DOCUMENT EXTRACT »
■ ■ ■ ■ ■ ■ ■

The American Can-Do Attitude

We Americans are a positive and optimistic bunch. We start out assuming that we’ll find a way to be successful at whatever we attempt. We expect good weather and happy outcomes. And we never doubt our ability to deal with whatever lies ahead.


We also assume, without saying so, that we are a superior culture. We find other civilizations quaint and faintly amusing. We take for granted that American English is superior to the English spoken in other countries and get impatient with foreigners’ struggle with our language. We seem to believe that if others were superior like us, they wouldn’t have any trouble speaking American English.


We make little effort to learn the languages of other countries, expecting, instead, that others will learn our language. We are alone in the world at assigning ambassadors to other nations who do not speak the language of those nations.

■ ■ ■ ■ ■ ■ ■

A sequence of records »
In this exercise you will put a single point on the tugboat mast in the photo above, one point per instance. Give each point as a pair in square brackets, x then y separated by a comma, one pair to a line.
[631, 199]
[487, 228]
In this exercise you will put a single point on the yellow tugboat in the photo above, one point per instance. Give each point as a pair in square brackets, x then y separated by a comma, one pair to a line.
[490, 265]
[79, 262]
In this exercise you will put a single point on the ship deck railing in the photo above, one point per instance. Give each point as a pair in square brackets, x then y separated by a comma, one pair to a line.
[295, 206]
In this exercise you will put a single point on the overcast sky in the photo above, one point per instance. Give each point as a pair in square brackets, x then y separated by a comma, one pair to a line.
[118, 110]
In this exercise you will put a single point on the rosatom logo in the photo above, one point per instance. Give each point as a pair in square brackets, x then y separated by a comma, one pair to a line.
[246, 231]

■ ■ ■ ■ ■ ■ ■

STATED PROBLEM A » Reproduce the records word for word, starting at the line containing "on the ship" and ending with the last line of the records, both included.
STATED PROBLEM B » Extend the essay on the American can-do attitude, picking up after its final sentence.

FINAL ANSWER A »
In this exercise you will put a single point on the ship deck railing in the photo above, one point per instance. Give each point as a pair in square brackets, x then y separated by a comma, one pair to a line.
[295, 206]
In this exercise you will put a single point on the overcast sky in the photo above, one point per instance. Give each point as a pair in square brackets, x then y separated by a comma, one pair to a line.
[118, 110]
In this exercise you will put a single point on the rosatom logo in the photo above, one point per instance. Give each point as a pair in square brackets, x then y separated by a comma, one pair to a line.
[246, 231]

FINAL ANSWER B »
Our can-do attitude served us particularly badly in Vietnam. We judged, correctly, that we were the strongest and best-equipped military in the world. Defeat of the Vietnamese communists was never more than a year away. We were baffled when, time after time, we set out to attack the enemy but found that he’d decamped before we got there. We never understood the North Vietnamese fighting strategy, summed up by Mao Tse Tung:


Enemy advances, we retreat.


Enemy camps, we harass.


Enemy tires, we attack.


Enemy retreats, we pursue.


It’s telling that we won every major battle we were able to engage in during the war, but for the first time in our history, we lost the war.


The can-do attitude is a flawed perspective.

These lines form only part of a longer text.